--- What you should do ---
Reproduce all the entries exactly.

◆ ◆ ◆

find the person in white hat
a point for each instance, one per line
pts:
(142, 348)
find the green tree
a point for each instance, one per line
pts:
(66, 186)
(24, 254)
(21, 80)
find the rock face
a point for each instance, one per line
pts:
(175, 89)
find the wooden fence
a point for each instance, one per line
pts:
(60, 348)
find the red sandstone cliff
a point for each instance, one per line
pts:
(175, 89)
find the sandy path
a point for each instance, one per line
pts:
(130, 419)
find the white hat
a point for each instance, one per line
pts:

◆ ◆ ◆

--- Answer to this task ---
find the person in white hat
a point for each instance, one per line
pts:
(142, 348)
find the green tree
a point for each instance, one per line
pts:
(66, 186)
(24, 254)
(21, 80)
find the rock face
a point for each instance, one per line
pts:
(175, 89)
find the wooden fence
a point for each instance, one per line
pts:
(60, 348)
find the red sandstone cliff
a point for each instance, one per line
pts:
(175, 89)
find the sandy path
a point for each instance, one per line
pts:
(130, 419)
find the white hat
a point for each instance, one per line
pts:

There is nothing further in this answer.